Listed entries

BEGIN

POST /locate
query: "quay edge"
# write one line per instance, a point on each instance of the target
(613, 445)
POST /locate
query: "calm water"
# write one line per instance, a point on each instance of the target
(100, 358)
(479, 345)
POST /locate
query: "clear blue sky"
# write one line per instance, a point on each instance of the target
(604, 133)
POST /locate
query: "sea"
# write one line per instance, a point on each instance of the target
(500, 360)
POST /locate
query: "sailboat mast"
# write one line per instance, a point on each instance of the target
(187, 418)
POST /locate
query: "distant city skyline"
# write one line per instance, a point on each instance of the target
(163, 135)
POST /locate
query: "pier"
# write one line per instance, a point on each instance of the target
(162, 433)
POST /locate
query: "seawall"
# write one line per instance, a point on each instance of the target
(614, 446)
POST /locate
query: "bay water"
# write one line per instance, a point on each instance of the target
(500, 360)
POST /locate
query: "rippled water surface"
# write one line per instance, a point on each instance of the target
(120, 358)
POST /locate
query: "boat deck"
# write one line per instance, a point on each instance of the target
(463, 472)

END

Task description
Some lines in the data above hold the string "water". Find and copy each of them.

Worked solution
query: "calm water"
query: "bay water"
query: "rippled water surface"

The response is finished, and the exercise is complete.